Page —

Dr. J by himself with his speed, height, intelligence, and massive superior athleticism, like Lebron, can win a huge number of games for you. Unfortunately for him, a passing team like the Trailblazers or the Warriors or the Celtics, that constantly presents and misdirects the ball can fundamentally circumvent a generational talent like Lebron, or Wilt Chamberlin, or Dr. J. That a player like this who with their own flash brings punters to the stands in the first place is the tension within basketball. Basketball has this essential quality of exceptional doing. The ball can go in the hoop just fine without a shimmy or a contortion or a double pump. The gentlemanly thing to do is put the ball in the hole and immediately turn around and play defense. Like Tim Duncan of the Champion Spurs would do or James Worthy of the Champion Lakers. Yet when Allen Iverson over rotates the ball and wears his hair long and tattoos his arms the game suddenly is infused with frisson!
So when the 1977 finals is described as a battle for civilization it is this argument. That there is a a punk game played the right way, and a gentleman’s game played selfishly. It is the quality of punk that brings in the casual fanatic. It is the geometry of passing lanes that delights the connoisseur.
Harmony Slater describes the back bend in this way. “If you have a basketball team of five players and you only use one or two of them like Lebron and Kyrie. What happens to the other 3 players? Right, they get fat and lazy. Just like your lumbar thoracic spine, your quads, and psoas get lazy if you only use the neck and lower back to back bend. You need a team game like the Warrior’s motion offense to keep everybody involved! Everybody wants to play on a team like that. Nobody wants to watch Lebron win all your games for you. And so eventually your lower back falls apart.”
Harmony adds a sidebar midstream during a recent lecture on the back bend in San Jose “You remember like last night when Boogie took up too much attention. (It was Boogie Cousin’s first start of the season for the super team Warriors after a year lay off with an Achilles inury.) Everybody was too excited, right? And then when he sat on the bench and Looney came in and the whole team was just so much more fluid, right?!”
Don’t get too excited about one part of your backbend, people.
For those of us, like Harmony, who have made these exotic trips to the far West of the Indian Sub Continent we experienced a similar dynamic--and also related to the Post-Structuralist notion of pods of history. We were of a particular generation. To compare that to this generation is to ignore myriad structural differences between us. However..

Information given —
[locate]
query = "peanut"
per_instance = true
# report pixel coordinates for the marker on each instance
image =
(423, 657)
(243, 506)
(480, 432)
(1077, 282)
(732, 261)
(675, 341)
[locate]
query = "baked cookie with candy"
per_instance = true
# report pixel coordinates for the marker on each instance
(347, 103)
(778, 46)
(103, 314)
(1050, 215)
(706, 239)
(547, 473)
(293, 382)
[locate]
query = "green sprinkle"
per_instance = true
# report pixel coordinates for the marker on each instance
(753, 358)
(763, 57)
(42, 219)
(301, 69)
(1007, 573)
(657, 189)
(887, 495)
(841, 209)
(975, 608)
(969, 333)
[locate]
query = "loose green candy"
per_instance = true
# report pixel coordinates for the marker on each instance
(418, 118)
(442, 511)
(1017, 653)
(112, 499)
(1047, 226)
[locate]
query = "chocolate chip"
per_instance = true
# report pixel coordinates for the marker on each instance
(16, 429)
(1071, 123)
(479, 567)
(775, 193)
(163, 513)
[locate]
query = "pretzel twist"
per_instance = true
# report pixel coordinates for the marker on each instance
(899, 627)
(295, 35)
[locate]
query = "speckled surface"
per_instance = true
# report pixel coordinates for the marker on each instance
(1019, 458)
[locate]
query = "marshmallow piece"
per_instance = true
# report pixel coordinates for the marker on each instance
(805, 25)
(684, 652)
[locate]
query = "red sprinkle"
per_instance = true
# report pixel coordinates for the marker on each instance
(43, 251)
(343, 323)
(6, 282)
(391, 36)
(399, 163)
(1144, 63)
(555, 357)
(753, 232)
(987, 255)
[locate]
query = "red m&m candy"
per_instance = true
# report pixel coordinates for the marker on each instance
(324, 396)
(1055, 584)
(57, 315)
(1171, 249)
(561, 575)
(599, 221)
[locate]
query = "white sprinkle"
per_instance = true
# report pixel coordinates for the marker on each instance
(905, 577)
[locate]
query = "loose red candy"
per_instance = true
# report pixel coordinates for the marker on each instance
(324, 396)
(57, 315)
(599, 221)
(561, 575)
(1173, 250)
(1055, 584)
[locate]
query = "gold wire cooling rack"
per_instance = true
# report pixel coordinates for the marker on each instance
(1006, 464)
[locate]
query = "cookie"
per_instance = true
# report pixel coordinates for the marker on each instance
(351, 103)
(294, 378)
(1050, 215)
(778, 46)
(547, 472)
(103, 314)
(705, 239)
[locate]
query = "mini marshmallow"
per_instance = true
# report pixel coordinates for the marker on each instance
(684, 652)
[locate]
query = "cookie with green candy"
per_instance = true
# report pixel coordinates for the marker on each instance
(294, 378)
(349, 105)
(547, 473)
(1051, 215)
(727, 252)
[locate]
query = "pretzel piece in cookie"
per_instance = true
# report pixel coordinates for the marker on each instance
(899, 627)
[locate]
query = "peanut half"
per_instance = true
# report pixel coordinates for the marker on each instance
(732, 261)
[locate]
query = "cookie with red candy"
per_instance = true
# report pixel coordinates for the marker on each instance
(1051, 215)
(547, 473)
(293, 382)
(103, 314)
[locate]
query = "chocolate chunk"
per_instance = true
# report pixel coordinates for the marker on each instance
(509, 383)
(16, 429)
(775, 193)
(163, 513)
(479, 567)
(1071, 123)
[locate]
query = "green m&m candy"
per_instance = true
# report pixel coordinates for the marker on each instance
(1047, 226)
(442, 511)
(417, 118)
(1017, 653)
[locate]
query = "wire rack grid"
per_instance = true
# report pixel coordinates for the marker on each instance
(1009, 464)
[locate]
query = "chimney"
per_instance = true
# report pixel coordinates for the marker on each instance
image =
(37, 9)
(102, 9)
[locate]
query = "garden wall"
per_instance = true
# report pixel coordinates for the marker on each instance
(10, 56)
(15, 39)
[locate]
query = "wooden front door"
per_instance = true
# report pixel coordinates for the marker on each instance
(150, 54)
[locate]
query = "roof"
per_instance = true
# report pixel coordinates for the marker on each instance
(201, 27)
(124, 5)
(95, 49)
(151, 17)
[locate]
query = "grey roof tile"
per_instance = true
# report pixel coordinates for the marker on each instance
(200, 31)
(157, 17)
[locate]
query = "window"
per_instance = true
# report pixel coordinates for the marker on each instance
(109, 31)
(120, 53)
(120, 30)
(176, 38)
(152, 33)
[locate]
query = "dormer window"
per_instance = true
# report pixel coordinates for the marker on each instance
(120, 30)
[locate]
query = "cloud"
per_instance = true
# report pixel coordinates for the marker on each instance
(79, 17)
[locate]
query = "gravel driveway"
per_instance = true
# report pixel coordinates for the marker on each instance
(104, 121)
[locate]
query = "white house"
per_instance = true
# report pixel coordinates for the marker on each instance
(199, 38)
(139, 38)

Problem set —
1 > From the essay on basketball and backbends, return everything from "So when the" down to "delights the connoisseur.".
2 > Translate this sentence from the essay on basketball and backbends into Spanish: "It is the geometry of passing lanes that delights the connoisseur."
3 > Pick up the essay on basketball and backbends after its final line and keep writing.

Outputs for the tasks —
1 >
So when the 1977 finals is described as a battle for civilization it is this argument. That there is a a punk game played the right way, and a gentleman’s game played selfishly. It is the quality of punk that brings in the casual fanatic. It is the geometry of passing lanes that delights the connoisseur.

2 > Es la geometría de las líneas de pase lo que deleita al conocedor.

3 >
We came to the suburb of Gokulum during the first year that the Ashtanga Yoga Research Institute had been founded in 2003. It has never done research other than that of the intuitive kind. It is suggestively and pretentiously named in the manner of the Kuvalyananda Yoga Research Institute. We arrived when hot water was becoming intermittently available. And rooms were going at the high end of $3000 rupee a month. Now a dwelling that has AC, WIFI, and a fridge goes for $30,000 rupee. We in 2003 felt that the fridge and the hot water was an indulgent luxury. Now it is considered standard.
For the generation preceding us in the 90’s hot water came in a bucket that you boiled yourself. You were probably alone with 10 other westerners in the city of one million; covered in flies and a mosquito net, and a filthy blanket at the Kaveri Lodge in downtown Lakshmipurum.
To speak for my generation we had a punk romantic ideal of this crew of super beings. Bronzed and naked contortionists who endured everything and all. Non dualist Vendantins who took radical subterreanean muladhara adjustments from an Brahmin male with equanimity. This was healing… for some.
A generation that is institutionalizing an essentially punk experience will be confronted with accusations of inauthenticity. Like when Jerry Seinfeld bemoans what happened to Manhattan. How clean and inviting it is to tourists. “But we’re not getting knifed in alleys anymore, Jerry.” Said his friend on Comedians in Cars getting Coffee.
Likewise Eddie Stern and other post punk proto yogis have said about a generation of fastidious and fussy yoga students. “Spiritual tourists.” They refuse to accept hard adjustment, pain, bad smells, poor food, diarrhea, sexual harassment.
It actually sounds reasonable.
Just to say that a conflict of punk versus civilization is occurring now. And we might very well be in a post punk period of yogic study. This might be a social harmony where intolerance for boorish behavior and uncouth circumstances has become standard.
There are places where you can still be you, punks. Goa is a kind of Mad Max Wasteland where you can still be raped, and abused, and ride a motorcycle with nothing on but assless chaps. For a suburban manchild this is finally becoming suddenly Real and exploding the Maia veil of dull existence that seems to cloud the unreality of the petite bourgeois home.. its permeating cleanliness, and safety…
Speaking about basketball is thinking about these competing states of control over the individual and it is to speak to the competition over what cool, and over what is interesting.. to the public and to the Self.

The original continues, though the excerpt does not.